**Task requirements**
Nothing is needed except the lines below that run from the one with "Query: tree trunk" through the one with "like [(144, 114)].", repeated exactly.

= = = = =

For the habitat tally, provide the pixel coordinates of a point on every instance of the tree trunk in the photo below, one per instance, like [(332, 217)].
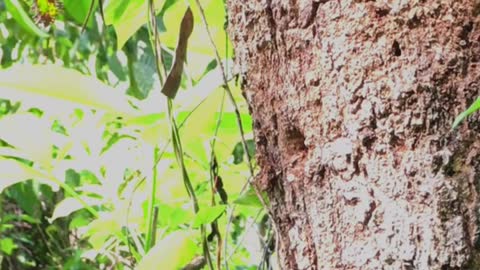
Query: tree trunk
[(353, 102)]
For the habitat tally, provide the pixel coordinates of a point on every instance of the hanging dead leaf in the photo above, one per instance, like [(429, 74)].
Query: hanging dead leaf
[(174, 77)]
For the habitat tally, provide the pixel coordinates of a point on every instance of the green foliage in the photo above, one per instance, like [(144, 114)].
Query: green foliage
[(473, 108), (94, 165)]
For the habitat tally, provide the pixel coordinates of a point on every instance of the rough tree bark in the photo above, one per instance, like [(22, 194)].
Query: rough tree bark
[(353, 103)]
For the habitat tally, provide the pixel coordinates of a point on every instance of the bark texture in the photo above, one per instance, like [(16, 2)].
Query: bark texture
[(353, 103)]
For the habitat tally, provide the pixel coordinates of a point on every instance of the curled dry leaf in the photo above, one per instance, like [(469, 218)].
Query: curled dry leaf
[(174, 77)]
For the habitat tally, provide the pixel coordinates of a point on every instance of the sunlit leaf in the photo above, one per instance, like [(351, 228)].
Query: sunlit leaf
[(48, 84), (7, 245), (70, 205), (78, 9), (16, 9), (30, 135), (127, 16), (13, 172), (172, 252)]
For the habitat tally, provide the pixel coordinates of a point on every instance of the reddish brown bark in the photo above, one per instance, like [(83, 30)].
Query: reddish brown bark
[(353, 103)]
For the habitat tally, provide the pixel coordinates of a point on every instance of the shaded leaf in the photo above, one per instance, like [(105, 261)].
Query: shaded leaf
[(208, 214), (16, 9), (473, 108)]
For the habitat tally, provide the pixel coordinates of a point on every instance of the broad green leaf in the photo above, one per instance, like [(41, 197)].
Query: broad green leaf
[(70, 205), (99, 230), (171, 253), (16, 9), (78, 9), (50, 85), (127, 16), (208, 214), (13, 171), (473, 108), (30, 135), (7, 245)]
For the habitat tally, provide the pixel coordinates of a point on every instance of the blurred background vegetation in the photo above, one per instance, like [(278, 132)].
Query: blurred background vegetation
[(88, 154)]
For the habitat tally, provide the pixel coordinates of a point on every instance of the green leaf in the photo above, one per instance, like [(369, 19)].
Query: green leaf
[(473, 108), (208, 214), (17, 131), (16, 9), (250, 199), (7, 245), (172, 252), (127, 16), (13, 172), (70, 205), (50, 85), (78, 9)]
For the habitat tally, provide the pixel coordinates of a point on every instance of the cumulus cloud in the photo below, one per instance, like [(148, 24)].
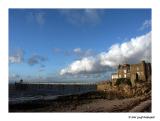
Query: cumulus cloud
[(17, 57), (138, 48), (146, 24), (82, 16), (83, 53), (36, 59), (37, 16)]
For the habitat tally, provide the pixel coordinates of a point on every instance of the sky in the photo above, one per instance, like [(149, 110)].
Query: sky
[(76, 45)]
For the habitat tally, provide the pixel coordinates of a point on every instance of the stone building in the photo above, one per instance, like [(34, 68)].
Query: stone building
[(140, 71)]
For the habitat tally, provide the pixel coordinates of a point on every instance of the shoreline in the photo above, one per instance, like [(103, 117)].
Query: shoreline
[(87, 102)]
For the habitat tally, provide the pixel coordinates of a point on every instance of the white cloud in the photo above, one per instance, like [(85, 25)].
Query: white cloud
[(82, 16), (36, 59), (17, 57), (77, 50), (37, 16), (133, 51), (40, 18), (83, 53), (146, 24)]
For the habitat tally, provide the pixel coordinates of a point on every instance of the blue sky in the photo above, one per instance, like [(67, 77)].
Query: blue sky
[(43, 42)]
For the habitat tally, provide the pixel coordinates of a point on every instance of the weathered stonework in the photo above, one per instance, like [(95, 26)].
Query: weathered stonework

= = = = =

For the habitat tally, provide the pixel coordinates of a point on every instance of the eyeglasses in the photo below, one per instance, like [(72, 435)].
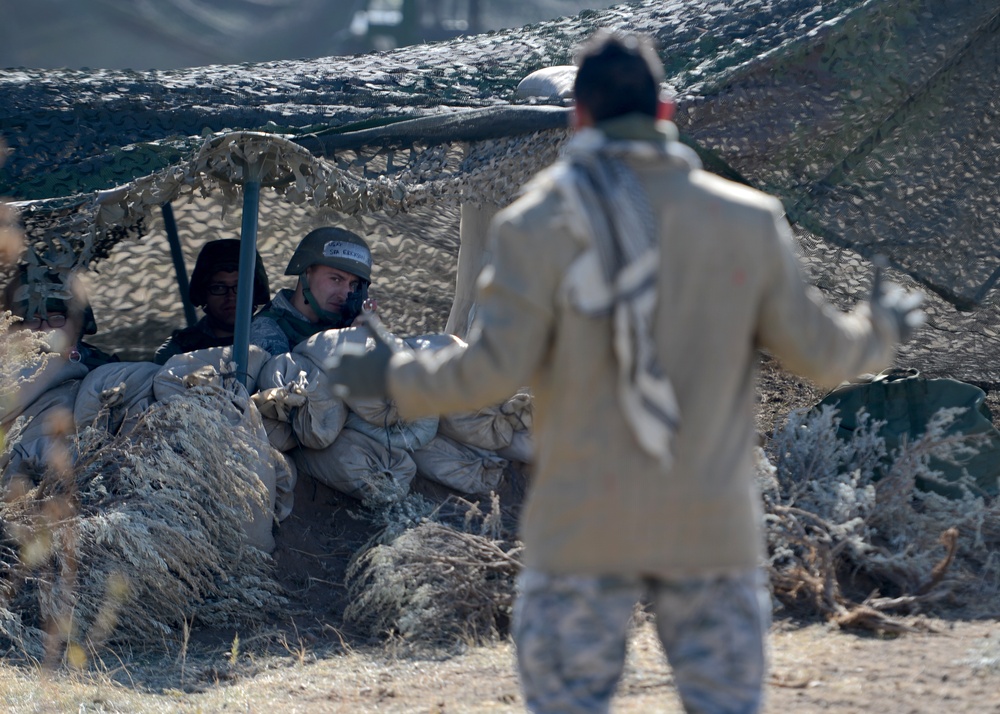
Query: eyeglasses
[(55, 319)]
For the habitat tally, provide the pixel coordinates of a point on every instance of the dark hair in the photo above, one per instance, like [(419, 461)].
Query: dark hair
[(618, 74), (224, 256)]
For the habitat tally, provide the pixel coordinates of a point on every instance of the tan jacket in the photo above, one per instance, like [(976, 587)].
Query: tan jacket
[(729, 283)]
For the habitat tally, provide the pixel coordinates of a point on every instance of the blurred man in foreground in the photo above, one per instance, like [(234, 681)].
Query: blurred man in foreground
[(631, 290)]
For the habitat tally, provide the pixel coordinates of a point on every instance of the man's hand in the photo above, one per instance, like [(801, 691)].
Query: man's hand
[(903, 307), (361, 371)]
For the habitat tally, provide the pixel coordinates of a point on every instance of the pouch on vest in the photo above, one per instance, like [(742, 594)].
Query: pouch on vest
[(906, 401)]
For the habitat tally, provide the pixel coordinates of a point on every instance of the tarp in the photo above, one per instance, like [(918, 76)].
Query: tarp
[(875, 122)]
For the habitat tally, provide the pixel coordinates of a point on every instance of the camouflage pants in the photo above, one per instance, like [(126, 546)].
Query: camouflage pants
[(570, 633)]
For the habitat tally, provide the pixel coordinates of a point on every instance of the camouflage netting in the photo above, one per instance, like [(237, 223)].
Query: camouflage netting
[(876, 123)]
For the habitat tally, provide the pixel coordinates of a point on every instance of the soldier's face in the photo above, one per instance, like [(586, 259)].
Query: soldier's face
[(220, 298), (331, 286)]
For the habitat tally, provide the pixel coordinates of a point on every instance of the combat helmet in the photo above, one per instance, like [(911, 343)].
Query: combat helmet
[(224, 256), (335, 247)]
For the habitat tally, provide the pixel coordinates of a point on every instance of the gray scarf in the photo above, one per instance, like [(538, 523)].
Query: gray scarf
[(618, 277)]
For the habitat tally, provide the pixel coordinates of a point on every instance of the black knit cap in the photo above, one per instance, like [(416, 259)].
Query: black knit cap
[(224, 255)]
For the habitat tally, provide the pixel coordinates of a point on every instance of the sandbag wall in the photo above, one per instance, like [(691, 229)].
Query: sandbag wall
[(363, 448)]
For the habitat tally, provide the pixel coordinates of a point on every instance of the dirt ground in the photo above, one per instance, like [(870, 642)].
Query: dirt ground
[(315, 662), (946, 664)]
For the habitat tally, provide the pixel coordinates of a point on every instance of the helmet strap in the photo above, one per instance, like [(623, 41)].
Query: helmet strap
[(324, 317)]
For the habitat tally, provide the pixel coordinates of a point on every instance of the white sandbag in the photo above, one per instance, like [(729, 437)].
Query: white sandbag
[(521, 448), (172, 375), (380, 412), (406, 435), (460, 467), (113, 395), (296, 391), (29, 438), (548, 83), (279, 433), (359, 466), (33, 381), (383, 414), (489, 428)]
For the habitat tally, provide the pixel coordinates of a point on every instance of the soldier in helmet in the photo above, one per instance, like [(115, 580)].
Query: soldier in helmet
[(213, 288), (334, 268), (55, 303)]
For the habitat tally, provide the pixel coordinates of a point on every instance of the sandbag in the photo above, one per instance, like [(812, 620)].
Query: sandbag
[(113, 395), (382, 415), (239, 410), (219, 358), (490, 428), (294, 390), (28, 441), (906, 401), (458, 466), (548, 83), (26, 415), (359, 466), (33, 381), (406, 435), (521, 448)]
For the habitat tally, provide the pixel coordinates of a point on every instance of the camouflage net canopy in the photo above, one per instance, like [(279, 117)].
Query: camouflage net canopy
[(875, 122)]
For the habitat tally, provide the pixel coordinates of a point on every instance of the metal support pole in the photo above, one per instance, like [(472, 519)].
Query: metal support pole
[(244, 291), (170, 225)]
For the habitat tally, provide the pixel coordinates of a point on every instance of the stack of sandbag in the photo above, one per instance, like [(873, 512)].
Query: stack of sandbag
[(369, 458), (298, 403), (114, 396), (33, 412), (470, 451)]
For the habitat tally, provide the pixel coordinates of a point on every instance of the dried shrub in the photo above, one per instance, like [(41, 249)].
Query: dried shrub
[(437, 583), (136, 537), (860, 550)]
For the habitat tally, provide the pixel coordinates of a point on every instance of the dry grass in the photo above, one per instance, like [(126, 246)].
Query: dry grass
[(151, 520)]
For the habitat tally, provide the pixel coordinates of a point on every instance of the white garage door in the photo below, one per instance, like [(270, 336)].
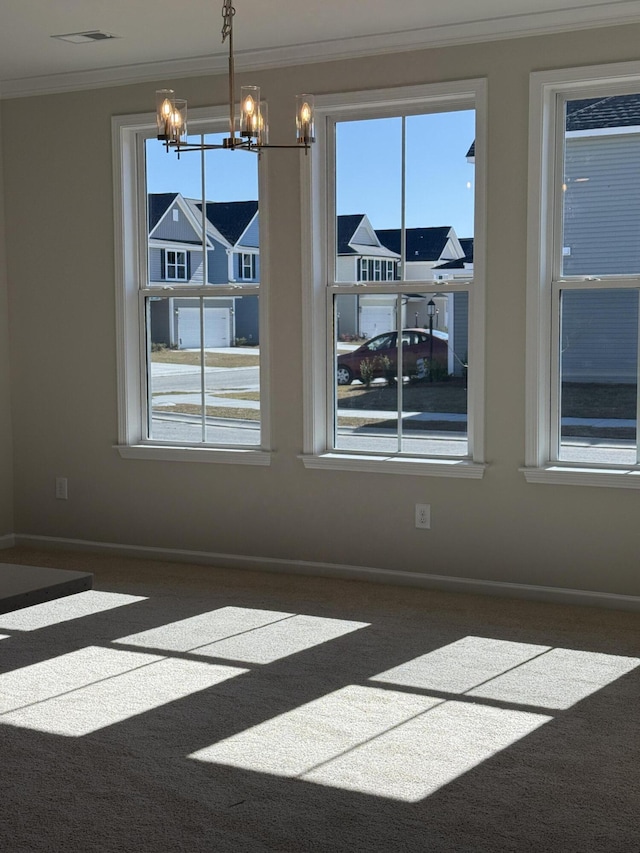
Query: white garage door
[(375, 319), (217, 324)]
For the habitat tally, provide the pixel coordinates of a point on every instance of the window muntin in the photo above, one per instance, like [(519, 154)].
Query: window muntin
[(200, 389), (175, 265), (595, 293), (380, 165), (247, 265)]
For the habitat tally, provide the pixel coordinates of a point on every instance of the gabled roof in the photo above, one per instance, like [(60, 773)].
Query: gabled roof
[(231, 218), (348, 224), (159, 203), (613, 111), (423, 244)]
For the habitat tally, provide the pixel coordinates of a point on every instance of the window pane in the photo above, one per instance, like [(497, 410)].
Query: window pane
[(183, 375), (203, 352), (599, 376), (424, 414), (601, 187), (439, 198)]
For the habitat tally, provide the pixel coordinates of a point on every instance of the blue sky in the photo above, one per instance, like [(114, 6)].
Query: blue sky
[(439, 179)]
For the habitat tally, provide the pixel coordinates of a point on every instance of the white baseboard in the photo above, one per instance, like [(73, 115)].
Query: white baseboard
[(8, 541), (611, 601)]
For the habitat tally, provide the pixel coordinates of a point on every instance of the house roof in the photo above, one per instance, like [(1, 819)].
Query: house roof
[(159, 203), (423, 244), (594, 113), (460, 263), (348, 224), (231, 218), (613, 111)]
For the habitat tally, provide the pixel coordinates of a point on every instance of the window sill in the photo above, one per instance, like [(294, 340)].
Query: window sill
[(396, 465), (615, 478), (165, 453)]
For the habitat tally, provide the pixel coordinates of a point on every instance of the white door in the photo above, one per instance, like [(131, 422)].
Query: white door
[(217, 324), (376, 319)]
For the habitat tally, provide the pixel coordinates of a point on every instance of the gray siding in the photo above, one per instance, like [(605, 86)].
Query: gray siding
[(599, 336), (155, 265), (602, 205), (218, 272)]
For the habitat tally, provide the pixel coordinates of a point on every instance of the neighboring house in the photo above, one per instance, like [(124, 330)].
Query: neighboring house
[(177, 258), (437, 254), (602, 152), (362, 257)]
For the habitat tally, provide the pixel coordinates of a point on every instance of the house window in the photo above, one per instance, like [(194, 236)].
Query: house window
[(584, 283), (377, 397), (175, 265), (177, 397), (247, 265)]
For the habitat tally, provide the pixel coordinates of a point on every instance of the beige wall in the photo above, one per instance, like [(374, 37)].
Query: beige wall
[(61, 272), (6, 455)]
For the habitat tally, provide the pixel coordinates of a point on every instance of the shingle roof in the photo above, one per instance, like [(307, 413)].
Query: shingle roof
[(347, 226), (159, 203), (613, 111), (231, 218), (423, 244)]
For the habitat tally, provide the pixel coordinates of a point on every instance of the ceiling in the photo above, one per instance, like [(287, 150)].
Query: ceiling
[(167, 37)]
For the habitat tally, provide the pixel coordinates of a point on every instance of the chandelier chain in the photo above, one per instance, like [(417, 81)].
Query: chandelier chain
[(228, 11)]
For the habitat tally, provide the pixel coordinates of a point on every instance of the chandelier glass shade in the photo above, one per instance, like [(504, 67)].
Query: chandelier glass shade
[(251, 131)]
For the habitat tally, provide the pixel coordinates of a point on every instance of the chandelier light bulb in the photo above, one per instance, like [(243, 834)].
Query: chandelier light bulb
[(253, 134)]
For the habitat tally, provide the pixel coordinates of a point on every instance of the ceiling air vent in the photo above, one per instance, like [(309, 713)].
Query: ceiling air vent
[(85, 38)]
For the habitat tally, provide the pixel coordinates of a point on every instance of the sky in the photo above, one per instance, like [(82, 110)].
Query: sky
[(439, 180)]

= = = = =

**Written reply**
Query: tree trunk
[(353, 102)]
For the habitat tally, provide the pixel coordinates of a point on every instance of the hanging dead leaf in the photo above, one per instance, like [(429, 74)].
Query: hanging dead leaf
[(174, 77)]
For the habitat tally, provide the pixel coordinates of a point on every instance of the green foliage in the photo above, one per instance, like [(144, 114)].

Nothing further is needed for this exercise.